(Text passage begins)
That's because the town also runs an employee credit union and municipal utility, as well as a state-of-the-art emergency dispatch center at the police station.

So, when the pandemic hit in March, the challenge became how to keep these networks secure while town employees worked remotely.

"The biggest challenge is maintaining accessibility for people, getting everything they are used to getting internal to our network when they are external to the network and also maintaining our security," said Danvers IT Director Colby Cousens.

Partly in response to this dilemma and partly as a result of work that has been in progress, the Massachusetts Technology Collaborative began holding virtual Cybersecurity Incident Response Planning Workshops for every city and town in the state, with the first one held for the Northeast Homeland Security Regional Advisory Council toward the end of July.

The workshops aim to have cities and towns create or update their cybersecurity response plans, with followup workshops scheduled for the fall.

Stephanie Helm, a retired Navy captain and the director of the Massachusetts Cybersecurity Center at Massachusetts Technology Collaborative, and Candy Alexander, who works part-time as chief information security officer for Haverhill, recently spoke about how cities and towns can keep from getting hacked.

In recent years, Helm said a big threat from cyberhackers has been ransomware attacks, which involve paying a hacker to unlock data they've obtained and encrypted.

"So, municipalities have really become kind of a target for these hackers to go after," Helm said.

As part of a cybersecurity resiliency working group, they dedicated a working group on municipality cybersecurity so that cities and towns could better resist such attacks and recover from them. The workshops were designed to help cities come up with response plans.

"And then the COVID hit and there was some discussion about whether or not we should do the workshops at all," Helm said.

But what they found was hackers were focusing on municipalities and using terminology for COVID-19 and the pandemic to get users to click on bad links containing malware. They decided to hold the workshops virtually.

"Even though ... cities and towns were stressed trying to respond to the health crisis, this cybercrisis was still continuing," she said.

Like many organizations, cities and towns were left scrambling. Their first priority was to make sure people could work remotely, and then figure out the security threats.

Cousens said there is no foolproof network protection, so they depend on a layered approach, called "security fabric", which involves different components of cybersecurity being interwoven.
(Text passage ends)
(Record excerpts begins)
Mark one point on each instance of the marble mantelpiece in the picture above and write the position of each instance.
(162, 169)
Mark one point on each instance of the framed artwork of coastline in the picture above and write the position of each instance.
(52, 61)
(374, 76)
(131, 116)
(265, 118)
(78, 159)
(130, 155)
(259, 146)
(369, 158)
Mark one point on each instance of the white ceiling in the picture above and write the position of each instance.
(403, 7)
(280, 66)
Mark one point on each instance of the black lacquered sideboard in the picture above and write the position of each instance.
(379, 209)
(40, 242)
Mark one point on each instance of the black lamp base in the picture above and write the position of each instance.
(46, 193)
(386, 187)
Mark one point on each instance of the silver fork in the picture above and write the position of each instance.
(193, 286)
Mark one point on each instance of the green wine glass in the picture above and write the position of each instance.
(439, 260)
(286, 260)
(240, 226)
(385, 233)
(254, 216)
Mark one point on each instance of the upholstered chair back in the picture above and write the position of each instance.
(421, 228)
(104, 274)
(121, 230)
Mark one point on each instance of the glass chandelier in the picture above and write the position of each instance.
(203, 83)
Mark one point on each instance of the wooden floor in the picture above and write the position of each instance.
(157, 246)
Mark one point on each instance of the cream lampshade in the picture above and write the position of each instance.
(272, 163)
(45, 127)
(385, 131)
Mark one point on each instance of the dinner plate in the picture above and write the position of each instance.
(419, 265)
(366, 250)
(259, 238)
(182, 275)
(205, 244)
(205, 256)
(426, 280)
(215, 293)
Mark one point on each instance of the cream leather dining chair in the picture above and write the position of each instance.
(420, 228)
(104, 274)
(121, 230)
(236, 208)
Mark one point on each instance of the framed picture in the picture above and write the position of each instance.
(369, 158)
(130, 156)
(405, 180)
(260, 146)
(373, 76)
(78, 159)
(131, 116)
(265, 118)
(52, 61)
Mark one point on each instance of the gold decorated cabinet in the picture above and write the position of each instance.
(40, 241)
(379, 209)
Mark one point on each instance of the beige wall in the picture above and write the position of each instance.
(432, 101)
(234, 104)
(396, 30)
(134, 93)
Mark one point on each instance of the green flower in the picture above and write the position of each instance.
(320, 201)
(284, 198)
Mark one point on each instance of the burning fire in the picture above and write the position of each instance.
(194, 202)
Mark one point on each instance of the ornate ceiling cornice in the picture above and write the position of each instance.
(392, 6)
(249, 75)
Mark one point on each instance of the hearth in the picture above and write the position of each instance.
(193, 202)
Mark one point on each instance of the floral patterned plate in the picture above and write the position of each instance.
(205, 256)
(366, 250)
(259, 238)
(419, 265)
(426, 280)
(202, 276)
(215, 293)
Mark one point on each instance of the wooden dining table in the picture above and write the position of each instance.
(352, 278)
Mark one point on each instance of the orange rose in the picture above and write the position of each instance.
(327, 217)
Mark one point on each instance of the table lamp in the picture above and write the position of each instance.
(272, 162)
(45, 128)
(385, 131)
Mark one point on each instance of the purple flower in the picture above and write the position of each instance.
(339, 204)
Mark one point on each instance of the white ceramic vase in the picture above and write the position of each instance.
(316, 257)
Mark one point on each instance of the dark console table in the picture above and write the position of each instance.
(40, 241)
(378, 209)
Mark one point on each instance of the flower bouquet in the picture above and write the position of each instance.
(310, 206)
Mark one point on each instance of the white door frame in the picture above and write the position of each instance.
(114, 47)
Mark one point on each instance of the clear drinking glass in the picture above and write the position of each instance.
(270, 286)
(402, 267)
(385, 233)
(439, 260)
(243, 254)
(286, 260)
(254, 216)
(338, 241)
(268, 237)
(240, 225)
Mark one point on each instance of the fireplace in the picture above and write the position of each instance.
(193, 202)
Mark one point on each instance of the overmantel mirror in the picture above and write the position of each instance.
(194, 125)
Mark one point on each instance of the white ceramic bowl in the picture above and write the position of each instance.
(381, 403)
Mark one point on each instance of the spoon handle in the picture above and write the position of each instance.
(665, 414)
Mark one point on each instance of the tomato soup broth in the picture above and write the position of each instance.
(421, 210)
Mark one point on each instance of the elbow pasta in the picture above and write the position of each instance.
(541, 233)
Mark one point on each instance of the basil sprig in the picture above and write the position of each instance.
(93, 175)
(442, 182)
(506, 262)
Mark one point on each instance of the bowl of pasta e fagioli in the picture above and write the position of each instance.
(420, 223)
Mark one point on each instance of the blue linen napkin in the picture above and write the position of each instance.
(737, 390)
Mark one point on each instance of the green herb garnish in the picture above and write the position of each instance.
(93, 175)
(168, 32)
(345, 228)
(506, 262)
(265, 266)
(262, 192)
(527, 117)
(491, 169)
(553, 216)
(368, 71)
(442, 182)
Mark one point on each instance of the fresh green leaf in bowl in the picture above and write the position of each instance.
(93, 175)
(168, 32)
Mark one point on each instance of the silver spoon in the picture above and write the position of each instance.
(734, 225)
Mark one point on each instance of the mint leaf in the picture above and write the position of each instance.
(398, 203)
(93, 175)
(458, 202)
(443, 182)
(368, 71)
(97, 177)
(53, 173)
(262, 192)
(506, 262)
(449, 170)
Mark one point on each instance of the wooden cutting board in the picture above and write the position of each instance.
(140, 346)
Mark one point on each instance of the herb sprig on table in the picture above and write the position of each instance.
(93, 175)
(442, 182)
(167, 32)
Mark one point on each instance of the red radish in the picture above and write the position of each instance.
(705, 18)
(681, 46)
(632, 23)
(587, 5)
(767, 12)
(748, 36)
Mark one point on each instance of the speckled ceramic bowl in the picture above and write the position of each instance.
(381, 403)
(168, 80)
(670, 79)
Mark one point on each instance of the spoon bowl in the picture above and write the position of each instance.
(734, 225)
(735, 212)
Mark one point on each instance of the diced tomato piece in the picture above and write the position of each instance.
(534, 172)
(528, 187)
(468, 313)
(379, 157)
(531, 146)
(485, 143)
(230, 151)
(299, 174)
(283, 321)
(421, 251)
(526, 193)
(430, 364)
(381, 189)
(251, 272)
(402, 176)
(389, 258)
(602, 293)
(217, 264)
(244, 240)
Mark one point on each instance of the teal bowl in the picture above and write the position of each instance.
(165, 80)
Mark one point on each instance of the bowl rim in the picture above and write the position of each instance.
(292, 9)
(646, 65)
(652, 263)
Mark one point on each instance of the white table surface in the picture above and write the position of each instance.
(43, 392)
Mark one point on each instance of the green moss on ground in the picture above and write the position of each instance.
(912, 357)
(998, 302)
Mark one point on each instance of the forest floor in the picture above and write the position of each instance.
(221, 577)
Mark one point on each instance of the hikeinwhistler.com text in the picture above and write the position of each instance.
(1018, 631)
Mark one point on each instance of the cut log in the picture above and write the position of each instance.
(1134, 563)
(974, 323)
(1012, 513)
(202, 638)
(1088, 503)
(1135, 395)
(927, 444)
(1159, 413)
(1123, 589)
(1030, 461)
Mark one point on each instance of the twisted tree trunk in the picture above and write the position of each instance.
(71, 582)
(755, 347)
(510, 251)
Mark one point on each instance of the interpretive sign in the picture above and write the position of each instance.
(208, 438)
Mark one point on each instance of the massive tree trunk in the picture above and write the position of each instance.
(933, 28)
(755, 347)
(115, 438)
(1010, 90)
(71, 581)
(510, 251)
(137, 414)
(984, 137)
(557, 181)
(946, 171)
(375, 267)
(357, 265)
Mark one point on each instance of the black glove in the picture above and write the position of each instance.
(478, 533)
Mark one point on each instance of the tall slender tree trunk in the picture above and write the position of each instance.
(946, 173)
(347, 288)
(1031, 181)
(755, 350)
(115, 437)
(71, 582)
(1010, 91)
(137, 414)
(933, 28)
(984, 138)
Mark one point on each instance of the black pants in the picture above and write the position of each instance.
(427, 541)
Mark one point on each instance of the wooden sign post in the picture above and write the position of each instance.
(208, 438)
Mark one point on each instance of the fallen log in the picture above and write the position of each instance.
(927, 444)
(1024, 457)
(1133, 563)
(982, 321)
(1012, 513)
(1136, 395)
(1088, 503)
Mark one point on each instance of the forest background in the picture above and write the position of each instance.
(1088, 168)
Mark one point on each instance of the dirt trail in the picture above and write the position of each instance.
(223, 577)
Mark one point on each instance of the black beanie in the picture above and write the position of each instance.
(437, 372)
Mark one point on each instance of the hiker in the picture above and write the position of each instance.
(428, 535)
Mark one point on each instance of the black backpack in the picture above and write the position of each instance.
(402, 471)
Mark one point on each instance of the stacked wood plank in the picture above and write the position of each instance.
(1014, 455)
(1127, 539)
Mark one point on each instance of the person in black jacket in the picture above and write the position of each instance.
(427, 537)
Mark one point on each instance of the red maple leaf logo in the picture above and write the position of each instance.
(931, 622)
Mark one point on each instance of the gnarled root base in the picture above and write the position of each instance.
(Record excerpts ends)
- Exercise prompt -
Continue the article on municipal cybersecurity from its final sentence, which describes the Danvers "security fabric" approach.

- Written answer -
That takes the form of a firewall, a dedicated computer hardware appliance that sits in between an internal network and the Internet that aims to let in the good traffic and keep out the bad.

The firewall integrates with security programs, such as antivirus software, on employees' devices. Security Information and Event Management software can also alert the town's IT staff to anomalies on the network.

In Danvers, the shift to working from home meant town employees needed outside access to data that had been protected inside the town's network. The town had to be careful about the use of personal devices, which were checked to make sure they were patched and had the correct antivirus software on them.

"The COVID response ... created a different IT architecture than what the town designed," Helm said of what communities faced with employees using their own computers or printers, not government-issued equipment, at home.

"So all of that does present a challenge for the security person to try and address," she said.

Alexander said employees need to pay close attention to their emails.

"If you get an email from somebody you don't know, be very cautious, and when you open that email, don't click on anything," Alexander said.

Cousens said Danvers recently won a grant from the state to offer an online education platform containing four cybersecurity modules to help workers spot an attack.

In the end, the network still has to be available so people can do their work remotely, Cousens said.

"That's a huge piece of it, a major piece of it. There are only so many things you can block, you still need people to do work."

©2020 The Salem News, Distributed by Tribune Content Agency, LLC.